• SHORT TASK: Reproduce word for word the part of the data that opens with its first line and closes with the line containing "column 4, row 345", including both of those lines.

• DATA FOR PROCESSING:
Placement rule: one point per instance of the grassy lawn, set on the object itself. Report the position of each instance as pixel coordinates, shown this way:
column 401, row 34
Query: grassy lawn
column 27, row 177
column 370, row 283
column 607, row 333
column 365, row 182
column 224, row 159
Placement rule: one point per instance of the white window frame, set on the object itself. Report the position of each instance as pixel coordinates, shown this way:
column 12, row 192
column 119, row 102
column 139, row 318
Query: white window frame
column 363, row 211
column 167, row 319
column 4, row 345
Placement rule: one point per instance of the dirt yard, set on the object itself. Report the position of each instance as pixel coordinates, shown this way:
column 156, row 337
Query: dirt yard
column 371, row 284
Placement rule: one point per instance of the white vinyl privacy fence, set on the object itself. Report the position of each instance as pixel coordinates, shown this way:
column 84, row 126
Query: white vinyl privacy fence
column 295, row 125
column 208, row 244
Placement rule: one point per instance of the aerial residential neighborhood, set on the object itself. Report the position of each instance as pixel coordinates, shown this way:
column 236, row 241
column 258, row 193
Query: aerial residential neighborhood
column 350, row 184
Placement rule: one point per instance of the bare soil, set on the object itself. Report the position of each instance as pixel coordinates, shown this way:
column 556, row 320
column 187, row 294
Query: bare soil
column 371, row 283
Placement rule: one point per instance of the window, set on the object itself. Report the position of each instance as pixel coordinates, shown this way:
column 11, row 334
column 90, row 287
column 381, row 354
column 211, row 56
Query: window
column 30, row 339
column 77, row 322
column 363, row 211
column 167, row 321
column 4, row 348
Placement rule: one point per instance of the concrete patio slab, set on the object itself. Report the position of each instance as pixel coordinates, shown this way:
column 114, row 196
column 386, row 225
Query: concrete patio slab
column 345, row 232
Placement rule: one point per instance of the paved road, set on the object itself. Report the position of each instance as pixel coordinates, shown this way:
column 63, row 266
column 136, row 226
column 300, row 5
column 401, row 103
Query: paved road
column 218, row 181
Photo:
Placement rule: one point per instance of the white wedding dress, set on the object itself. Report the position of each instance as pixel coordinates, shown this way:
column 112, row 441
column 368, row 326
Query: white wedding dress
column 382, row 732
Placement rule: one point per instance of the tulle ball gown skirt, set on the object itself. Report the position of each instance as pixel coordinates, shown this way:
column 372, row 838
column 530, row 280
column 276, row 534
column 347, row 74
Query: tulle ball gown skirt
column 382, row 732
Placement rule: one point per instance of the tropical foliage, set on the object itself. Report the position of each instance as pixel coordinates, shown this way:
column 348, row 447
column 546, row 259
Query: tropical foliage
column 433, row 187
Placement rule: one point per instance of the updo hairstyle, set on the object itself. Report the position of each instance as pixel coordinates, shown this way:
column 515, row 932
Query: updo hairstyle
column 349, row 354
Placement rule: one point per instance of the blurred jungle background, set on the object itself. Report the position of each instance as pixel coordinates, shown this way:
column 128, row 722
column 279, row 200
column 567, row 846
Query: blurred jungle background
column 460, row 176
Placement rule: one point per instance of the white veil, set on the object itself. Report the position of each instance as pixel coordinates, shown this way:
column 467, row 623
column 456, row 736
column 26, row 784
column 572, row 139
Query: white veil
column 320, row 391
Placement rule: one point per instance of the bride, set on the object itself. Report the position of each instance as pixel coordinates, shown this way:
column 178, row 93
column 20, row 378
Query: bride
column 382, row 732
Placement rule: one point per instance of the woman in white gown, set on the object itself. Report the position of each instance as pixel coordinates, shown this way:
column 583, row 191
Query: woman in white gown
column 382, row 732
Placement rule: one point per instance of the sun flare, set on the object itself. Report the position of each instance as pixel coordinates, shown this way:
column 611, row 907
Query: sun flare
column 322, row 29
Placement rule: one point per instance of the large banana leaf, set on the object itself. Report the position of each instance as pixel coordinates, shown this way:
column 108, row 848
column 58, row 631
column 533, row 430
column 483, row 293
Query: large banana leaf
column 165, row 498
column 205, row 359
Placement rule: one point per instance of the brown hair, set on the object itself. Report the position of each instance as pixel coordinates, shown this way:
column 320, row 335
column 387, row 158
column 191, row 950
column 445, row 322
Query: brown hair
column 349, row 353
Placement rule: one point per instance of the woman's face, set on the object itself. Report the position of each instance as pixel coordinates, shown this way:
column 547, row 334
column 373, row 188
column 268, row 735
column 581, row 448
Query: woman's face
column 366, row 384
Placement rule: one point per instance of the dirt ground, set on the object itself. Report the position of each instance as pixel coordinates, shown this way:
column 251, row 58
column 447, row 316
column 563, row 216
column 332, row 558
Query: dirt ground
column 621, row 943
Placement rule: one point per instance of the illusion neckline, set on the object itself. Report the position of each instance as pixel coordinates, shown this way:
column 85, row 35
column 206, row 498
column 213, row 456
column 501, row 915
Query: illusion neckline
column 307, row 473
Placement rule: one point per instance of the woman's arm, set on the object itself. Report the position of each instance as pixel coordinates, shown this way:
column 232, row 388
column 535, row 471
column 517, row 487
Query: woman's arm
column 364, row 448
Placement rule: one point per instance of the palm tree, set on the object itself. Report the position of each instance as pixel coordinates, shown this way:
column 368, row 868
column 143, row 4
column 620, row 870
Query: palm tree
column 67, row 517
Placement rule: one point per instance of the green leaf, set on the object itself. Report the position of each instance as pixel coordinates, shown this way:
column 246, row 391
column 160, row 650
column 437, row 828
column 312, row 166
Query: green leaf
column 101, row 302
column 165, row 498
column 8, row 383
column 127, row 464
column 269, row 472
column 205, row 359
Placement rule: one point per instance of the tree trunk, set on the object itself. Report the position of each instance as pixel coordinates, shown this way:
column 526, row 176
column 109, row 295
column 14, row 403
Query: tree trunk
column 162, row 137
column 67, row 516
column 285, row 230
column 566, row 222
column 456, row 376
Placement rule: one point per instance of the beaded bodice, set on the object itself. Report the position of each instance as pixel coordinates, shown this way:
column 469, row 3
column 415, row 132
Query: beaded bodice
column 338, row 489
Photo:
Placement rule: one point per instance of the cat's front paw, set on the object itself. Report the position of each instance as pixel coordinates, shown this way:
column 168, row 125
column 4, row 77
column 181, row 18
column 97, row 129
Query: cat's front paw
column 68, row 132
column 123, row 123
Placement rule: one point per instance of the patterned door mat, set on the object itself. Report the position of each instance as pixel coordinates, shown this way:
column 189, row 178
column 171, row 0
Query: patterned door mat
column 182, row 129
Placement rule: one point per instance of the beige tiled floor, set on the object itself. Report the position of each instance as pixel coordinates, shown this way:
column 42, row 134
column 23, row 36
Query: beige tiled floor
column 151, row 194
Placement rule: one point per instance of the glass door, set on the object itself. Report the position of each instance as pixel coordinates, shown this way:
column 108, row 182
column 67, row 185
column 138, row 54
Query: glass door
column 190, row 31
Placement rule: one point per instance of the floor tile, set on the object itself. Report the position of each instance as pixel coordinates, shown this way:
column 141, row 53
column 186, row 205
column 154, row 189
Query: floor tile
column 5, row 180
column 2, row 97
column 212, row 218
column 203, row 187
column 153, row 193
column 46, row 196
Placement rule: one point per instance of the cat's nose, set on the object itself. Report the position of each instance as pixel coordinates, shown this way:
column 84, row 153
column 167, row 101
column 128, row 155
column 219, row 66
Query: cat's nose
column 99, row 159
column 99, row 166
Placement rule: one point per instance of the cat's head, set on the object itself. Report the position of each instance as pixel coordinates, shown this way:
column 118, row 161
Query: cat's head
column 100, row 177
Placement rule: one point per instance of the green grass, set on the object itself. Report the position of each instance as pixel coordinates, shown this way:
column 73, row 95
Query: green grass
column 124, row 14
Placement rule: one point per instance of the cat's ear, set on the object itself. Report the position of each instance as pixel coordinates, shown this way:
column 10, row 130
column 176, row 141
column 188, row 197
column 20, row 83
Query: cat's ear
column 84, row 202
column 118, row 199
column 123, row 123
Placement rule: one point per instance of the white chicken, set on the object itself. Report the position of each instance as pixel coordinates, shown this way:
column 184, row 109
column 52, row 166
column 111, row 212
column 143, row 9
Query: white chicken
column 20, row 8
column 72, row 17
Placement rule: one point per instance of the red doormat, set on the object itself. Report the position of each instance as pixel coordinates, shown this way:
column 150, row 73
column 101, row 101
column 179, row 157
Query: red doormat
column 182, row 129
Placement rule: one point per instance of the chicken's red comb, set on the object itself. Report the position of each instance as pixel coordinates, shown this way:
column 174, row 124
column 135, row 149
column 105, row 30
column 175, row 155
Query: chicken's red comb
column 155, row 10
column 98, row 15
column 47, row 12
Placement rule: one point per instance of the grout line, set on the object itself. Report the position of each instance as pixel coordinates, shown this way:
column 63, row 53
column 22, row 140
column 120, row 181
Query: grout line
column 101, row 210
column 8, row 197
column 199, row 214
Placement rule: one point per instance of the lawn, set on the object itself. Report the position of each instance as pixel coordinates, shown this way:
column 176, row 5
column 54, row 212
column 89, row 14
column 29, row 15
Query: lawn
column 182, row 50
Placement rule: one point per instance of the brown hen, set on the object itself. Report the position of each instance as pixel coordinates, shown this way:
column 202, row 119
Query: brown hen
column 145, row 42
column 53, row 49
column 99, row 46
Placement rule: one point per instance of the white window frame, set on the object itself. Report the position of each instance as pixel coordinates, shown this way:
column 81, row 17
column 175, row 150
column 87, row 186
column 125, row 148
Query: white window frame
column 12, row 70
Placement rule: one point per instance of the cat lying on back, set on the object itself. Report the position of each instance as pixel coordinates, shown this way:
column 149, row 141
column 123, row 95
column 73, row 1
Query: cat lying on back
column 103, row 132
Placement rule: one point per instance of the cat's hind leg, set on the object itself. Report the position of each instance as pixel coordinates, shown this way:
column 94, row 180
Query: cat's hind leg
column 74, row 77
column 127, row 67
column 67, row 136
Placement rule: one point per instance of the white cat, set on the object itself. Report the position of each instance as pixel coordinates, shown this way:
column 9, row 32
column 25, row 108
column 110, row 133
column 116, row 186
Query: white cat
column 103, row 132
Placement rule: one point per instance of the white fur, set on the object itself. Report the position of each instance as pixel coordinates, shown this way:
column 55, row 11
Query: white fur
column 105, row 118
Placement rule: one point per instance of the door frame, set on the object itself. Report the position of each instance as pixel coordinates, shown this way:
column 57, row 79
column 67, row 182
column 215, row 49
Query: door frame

• THE COMPLETED TASK:
Placement rule: one point per instance of the grassy lawn, set on the object itself. Report the position of each instance as pixel coordinates, shown this way:
column 401, row 34
Query: grassy lawn
column 27, row 177
column 370, row 283
column 607, row 333
column 365, row 182
column 224, row 159
Placement rule: one point per instance of the white window frame, set on the object itself. Report the position of each instance as pixel coordinates, shown this way:
column 12, row 192
column 119, row 102
column 139, row 318
Query: white window frame
column 363, row 211
column 167, row 319
column 4, row 345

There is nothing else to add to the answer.